+++ Trecho do texto +++

Aldevania lamenta a falta de estrutura a área da saúde no interior de Pernambuco
Aldevania pontua que apesar da superlotação e dos inúmeros problemas da Restauração, o centro é referência e sua irmã tem sido bem assistida. Mas, para ela que acompanha a irmã, a situação é desumana. “Não há suporte para os acompanhantes. A gente se vira no chão, no cantinho pega um assento sai e perde de novo. A vaga é de quem chegar. Não tem nem água. Para lanchar ou almoçar, a gente vai em alguma barraquinha mais barata e compra com nosso próprio dinheiro”, lamenta.
Ela também critica a falta de cuidado em dar notícias aos familiares. Diz não haver preocupação, nem estrutura do hospital. “Hoje chegou uma senhora desesperada. Ela não estava acompanhando o marido, mas pressentiu em casa o seu falecimento. Quando chegou aqui, descobriu que ele já tinha morrido. E o hospital nem se preocupou em dar a notícia antes, ela preciso vir até aqui e tomar esse choque”, denuncia Aldevania.
Adriana, 46, veio de Lajedo, também no agreste. Ela recebe um dinheiro para ser cuidadora de um idoso de 87 anos que veio amputar uma das pernas. Ela dorme na unidade de saúde há três dias e lamenta a falta de humanidade dos seguranças do HR. “É injusto a gente não poder se encostar um pouquinho nas paredes. Somos de carne e osso. Será que esse pessoal não tem família? Estamos cansados e não tem onde sentar, sao poucas cadeiras. Não pode deitar um pouco pra descansar umas horas? O corpo é fraco”, conta a cuidadora.

+++ Dados fornecidos +++

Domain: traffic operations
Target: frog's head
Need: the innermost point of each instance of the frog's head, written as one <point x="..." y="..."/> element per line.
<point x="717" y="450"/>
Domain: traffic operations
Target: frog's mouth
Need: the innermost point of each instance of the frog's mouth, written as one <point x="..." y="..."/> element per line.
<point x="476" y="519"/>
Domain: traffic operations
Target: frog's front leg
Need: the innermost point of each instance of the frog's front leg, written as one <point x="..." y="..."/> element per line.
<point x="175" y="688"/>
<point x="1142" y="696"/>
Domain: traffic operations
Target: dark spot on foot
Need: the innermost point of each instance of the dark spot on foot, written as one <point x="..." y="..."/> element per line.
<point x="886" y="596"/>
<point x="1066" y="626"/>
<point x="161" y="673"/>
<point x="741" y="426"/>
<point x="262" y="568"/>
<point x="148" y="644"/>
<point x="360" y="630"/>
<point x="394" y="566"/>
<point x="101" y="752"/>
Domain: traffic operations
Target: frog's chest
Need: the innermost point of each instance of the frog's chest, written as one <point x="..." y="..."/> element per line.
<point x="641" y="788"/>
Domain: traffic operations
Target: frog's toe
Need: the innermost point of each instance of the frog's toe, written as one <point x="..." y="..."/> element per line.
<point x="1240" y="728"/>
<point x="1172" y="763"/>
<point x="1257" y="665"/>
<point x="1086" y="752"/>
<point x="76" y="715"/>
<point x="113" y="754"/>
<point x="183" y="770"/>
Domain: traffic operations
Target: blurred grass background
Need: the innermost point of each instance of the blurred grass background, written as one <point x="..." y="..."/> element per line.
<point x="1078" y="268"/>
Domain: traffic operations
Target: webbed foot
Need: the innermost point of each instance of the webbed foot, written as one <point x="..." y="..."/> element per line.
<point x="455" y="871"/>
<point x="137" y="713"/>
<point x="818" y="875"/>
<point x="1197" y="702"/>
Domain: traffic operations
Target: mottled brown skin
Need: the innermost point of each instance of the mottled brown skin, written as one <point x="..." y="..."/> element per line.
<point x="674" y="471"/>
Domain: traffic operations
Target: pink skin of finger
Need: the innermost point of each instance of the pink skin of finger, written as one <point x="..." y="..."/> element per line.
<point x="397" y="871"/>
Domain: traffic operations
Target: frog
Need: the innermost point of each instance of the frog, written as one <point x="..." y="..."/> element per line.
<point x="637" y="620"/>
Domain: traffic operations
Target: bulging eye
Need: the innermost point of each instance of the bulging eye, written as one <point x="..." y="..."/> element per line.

+++

▸ Tarefa proposta A
Responda com base no trecho sobre os acompanhantes no hospital:
(i) Segundo Aldevania, como os acompanhantes conseguem lanche ou almoço?
(ii) De que cidade veio Adriana?
(iii) Há quantos dias Adriana dorme na unidade de saúde?
▸ Tarefa proposta B
Reproduza, do trecho sobre os acompanhantes no hospital, a parte que começa em "Adriana, 46, veio" e termina em "conta a cuidadora.".

▸ Resolução A
(i) Vão a alguma barraquinha mais barata e compram com o próprio dinheiro.
(ii) De Lajedo.
(iii) Há três dias.

▸ Resolução B
Adriana, 46, veio de Lajedo, também no agreste. Ela recebe um dinheiro para ser cuidadora de um idoso de 87 anos que veio amputar uma das pernas. Ela dorme na unidade de saúde há três dias e lamenta a falta de humanidade dos seguranças do HR. “É injusto a gente não poder se encostar um pouquinho nas paredes. Somos de carne e osso. Será que esse pessoal não tem família? Estamos cansados e não tem onde sentar, sao poucas cadeiras. Não pode deitar um pouco pra descansar umas horas? O corpo é fraco”, conta a cuidadora.